[Collected data entries]

--- START ---

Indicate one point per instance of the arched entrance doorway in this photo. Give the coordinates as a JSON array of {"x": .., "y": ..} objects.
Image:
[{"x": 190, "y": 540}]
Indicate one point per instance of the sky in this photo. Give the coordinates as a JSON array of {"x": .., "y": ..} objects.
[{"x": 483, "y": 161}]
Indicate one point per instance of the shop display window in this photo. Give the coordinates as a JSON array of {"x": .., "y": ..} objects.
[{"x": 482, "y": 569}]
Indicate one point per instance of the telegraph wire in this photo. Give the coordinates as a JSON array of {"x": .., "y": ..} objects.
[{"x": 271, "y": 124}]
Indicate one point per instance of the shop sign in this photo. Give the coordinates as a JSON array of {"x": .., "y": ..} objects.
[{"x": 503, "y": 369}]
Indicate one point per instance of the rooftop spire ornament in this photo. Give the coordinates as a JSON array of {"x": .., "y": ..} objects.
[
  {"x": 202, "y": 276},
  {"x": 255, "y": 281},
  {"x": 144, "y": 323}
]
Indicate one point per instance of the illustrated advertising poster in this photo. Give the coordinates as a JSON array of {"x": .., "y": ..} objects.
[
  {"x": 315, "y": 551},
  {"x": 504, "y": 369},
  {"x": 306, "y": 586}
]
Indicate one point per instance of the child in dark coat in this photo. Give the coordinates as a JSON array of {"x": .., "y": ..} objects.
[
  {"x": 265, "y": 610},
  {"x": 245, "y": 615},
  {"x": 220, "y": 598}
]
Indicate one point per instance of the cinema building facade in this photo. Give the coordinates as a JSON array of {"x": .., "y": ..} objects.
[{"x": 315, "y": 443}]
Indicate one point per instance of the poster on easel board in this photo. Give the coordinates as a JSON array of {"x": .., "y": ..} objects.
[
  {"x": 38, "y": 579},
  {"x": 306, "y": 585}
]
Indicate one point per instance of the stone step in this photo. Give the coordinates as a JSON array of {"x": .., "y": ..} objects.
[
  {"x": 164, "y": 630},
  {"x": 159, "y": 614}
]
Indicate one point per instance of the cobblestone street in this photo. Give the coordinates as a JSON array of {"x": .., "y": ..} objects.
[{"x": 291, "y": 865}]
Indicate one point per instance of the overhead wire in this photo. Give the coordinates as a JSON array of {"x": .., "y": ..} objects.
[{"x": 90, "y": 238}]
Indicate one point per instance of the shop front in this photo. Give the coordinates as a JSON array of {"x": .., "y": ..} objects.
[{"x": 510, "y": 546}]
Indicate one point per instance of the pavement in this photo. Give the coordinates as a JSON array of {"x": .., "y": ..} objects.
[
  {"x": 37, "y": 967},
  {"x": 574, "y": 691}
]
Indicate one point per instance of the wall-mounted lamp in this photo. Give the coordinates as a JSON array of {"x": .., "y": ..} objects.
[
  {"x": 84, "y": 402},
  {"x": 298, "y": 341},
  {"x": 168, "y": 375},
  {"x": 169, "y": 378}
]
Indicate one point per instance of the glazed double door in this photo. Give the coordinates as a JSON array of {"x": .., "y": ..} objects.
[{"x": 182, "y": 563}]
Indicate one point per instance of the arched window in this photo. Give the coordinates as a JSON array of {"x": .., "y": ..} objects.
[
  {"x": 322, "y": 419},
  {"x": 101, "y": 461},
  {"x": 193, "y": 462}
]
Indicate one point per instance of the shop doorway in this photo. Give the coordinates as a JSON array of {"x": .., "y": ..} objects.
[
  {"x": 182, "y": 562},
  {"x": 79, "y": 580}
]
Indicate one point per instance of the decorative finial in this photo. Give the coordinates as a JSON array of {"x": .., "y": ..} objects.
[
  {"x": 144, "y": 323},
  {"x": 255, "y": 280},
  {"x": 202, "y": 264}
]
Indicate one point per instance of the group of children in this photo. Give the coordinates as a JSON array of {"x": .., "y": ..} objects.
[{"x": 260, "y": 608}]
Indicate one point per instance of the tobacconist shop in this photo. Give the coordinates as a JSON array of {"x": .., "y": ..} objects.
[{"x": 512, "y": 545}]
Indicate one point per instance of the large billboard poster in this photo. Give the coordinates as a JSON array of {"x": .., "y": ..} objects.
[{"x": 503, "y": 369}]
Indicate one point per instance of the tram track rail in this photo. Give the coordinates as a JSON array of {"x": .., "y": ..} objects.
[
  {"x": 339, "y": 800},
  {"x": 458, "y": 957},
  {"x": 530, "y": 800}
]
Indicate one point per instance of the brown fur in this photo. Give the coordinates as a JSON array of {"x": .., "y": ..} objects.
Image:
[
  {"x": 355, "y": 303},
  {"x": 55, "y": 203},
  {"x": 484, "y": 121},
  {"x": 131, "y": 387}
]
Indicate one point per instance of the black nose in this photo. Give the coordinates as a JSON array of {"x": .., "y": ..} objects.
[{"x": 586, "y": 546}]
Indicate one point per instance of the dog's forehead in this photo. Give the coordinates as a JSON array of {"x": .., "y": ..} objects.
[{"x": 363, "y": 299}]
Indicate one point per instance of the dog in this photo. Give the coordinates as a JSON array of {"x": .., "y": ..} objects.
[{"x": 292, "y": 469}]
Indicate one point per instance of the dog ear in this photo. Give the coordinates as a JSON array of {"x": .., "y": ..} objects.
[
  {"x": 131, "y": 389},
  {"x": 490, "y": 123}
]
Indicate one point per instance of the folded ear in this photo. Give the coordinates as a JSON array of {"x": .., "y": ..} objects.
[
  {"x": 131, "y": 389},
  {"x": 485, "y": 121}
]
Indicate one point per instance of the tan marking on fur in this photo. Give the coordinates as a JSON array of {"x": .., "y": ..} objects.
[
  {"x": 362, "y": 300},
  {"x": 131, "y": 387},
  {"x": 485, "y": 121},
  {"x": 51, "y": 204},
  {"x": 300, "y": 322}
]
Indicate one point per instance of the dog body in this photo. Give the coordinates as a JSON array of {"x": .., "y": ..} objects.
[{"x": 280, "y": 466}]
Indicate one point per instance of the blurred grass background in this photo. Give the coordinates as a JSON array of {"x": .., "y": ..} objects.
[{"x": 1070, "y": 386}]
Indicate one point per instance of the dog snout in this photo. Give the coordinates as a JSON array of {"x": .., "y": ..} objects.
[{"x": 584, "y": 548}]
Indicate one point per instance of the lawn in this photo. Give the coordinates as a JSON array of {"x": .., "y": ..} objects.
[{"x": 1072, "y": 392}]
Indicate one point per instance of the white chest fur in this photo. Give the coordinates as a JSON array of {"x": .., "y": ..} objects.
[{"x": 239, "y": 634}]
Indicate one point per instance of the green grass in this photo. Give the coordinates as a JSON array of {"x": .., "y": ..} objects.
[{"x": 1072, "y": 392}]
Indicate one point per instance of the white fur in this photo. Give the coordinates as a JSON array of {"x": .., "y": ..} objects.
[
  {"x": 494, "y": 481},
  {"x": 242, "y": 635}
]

--- END ---

Quote only the lines from the line containing "Indicate one point per instance of the lawn" through the end of the listing, please, keeping both the first and the last line.

--- RESULT FOR THIS EXERCISE ---
Indicate one point per instance of the lawn in this photo. Give the coordinates as a JSON array of {"x": .., "y": ..} objects.
[{"x": 1072, "y": 392}]
Indicate one point per instance of the white chest fur in this photo. Give the coordinates as a JSON array of {"x": .., "y": ..} objects.
[{"x": 239, "y": 634}]
Indicate one point per instance of the green grass in this photo. Give the coordinates as a JSON array of {"x": .., "y": ..} objects.
[{"x": 1072, "y": 392}]
Indicate one point per instance of the white fur in this photo. Give the coordinates as a JSON array of {"x": .., "y": ..} objects.
[
  {"x": 494, "y": 481},
  {"x": 242, "y": 635}
]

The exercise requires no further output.